WHAT IS EXPECTED
Return the data below exactly, stopping after the line with "the turtle's orange".

INPUT RECORDS
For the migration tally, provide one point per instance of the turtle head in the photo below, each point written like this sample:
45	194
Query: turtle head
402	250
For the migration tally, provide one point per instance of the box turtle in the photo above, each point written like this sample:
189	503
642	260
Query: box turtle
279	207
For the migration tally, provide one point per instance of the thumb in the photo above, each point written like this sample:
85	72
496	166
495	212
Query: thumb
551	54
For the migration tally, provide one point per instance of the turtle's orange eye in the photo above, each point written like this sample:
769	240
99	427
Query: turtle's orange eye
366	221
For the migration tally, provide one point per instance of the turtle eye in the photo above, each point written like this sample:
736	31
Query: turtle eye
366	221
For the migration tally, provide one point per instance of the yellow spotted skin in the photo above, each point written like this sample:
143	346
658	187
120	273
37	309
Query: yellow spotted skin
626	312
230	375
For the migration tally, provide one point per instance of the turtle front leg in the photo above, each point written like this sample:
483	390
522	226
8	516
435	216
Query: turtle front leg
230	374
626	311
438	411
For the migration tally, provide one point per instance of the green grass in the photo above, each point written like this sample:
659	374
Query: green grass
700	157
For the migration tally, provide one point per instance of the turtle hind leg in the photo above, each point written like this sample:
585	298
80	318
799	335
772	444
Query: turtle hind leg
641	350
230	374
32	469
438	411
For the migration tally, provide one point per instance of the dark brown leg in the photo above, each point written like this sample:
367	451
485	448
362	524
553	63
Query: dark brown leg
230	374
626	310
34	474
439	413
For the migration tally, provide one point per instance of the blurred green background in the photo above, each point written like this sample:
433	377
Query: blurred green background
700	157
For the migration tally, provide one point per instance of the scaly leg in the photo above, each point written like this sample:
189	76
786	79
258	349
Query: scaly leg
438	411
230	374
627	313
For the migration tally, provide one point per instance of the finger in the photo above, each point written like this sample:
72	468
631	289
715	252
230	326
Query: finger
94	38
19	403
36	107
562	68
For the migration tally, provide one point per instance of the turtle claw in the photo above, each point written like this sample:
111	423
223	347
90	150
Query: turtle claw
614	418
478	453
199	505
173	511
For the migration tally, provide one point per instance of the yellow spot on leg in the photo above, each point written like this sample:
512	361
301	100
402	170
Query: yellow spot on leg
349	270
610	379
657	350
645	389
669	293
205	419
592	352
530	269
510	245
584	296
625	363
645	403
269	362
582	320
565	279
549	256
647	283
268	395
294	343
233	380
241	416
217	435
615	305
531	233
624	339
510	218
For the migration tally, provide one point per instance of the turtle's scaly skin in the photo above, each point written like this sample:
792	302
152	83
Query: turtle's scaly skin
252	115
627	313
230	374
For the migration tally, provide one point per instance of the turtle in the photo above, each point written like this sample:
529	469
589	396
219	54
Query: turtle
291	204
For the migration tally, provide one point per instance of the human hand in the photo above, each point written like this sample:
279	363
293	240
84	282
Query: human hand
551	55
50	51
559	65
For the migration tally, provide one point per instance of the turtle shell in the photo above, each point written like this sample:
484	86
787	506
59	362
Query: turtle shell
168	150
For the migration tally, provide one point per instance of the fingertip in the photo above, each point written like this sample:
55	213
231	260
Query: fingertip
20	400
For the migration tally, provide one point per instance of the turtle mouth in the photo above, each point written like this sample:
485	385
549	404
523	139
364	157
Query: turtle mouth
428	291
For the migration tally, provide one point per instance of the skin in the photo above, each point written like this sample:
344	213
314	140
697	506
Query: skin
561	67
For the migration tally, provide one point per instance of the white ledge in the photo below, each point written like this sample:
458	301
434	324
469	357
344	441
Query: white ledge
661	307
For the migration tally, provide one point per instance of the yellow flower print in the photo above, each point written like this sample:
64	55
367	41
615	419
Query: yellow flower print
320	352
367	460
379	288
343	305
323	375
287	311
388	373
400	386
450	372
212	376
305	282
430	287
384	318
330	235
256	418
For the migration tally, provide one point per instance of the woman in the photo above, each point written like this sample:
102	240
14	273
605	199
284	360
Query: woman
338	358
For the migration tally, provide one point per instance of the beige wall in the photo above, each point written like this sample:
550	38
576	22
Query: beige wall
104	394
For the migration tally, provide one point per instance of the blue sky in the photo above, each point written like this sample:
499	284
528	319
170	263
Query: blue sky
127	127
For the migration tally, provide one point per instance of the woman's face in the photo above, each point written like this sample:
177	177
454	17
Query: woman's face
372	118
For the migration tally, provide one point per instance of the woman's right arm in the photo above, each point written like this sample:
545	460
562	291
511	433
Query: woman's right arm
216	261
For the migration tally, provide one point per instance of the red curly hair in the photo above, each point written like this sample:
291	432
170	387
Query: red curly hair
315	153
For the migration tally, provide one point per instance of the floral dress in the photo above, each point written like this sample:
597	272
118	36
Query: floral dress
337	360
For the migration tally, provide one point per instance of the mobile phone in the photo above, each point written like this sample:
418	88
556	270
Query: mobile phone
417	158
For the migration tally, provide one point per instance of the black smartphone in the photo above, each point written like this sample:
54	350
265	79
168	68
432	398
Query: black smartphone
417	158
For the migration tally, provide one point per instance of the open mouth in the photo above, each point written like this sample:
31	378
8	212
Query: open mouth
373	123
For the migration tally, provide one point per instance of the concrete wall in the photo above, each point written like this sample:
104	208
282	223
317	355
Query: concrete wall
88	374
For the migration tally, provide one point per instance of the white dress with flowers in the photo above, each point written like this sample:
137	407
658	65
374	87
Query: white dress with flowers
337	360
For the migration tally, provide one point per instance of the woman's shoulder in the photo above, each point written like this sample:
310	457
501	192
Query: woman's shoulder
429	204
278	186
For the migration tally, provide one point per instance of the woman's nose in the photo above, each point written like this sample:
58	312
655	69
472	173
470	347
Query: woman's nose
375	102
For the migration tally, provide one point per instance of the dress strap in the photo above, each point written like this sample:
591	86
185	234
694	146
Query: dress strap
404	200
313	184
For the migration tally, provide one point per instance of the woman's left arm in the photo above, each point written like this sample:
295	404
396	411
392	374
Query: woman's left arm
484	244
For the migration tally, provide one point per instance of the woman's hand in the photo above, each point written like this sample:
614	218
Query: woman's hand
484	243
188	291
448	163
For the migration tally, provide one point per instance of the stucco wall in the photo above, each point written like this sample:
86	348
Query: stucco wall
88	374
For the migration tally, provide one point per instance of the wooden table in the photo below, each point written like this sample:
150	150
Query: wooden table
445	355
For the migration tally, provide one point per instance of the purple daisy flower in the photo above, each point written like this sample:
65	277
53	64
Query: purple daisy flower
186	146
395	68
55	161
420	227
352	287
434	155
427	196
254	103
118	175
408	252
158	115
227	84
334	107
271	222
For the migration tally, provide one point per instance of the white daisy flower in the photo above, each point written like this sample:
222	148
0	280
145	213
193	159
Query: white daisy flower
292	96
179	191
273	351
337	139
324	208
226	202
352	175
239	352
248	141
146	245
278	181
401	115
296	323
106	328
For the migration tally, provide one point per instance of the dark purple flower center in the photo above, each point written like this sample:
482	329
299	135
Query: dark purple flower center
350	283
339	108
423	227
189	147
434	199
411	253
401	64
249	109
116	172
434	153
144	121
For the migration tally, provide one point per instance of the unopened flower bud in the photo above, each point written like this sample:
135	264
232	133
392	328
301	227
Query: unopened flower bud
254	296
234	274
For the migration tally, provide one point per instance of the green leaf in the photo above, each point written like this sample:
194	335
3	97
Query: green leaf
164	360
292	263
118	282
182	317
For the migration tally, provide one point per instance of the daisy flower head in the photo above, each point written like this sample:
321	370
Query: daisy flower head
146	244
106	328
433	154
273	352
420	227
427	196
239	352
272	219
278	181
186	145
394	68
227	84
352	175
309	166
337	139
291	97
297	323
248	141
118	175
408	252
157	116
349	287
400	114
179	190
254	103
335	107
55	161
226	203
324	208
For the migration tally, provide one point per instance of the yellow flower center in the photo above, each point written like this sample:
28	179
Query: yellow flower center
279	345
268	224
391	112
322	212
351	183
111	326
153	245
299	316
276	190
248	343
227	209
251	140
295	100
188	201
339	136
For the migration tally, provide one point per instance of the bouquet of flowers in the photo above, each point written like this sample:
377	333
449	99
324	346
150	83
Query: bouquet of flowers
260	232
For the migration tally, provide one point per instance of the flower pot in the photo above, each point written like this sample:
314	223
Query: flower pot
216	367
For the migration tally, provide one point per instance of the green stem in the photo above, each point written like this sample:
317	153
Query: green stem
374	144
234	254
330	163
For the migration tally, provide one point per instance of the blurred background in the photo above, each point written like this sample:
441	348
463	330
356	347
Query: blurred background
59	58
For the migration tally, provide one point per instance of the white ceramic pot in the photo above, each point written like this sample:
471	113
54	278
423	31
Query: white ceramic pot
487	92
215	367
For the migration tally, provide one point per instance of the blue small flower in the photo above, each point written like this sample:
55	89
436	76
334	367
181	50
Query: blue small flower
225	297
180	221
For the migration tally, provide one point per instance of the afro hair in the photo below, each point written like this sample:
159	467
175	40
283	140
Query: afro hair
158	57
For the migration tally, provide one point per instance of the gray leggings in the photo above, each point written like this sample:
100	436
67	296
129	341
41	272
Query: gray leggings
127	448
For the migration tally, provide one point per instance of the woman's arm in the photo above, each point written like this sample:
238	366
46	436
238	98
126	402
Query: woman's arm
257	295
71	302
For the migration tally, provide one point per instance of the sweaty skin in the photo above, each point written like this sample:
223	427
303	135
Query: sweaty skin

WRITTEN RESPONSE
For the migration tally, provide one point per instance of the turtle head in the photo below, each point written like this sample:
45	194
Query: turtle head
402	250
For the migration tally, provide one point per instance of the box turtle in the photo above, each point written like this sample:
189	503
642	260
Query: box turtle
279	207
For the migration tally, provide one point per instance of the thumb in the photo above, each point written like this sample:
85	72
496	166
495	212
Query: thumb
551	54
For the migration tally, provide one point per instance of the turtle's orange eye in the photo above, each point written like this sample:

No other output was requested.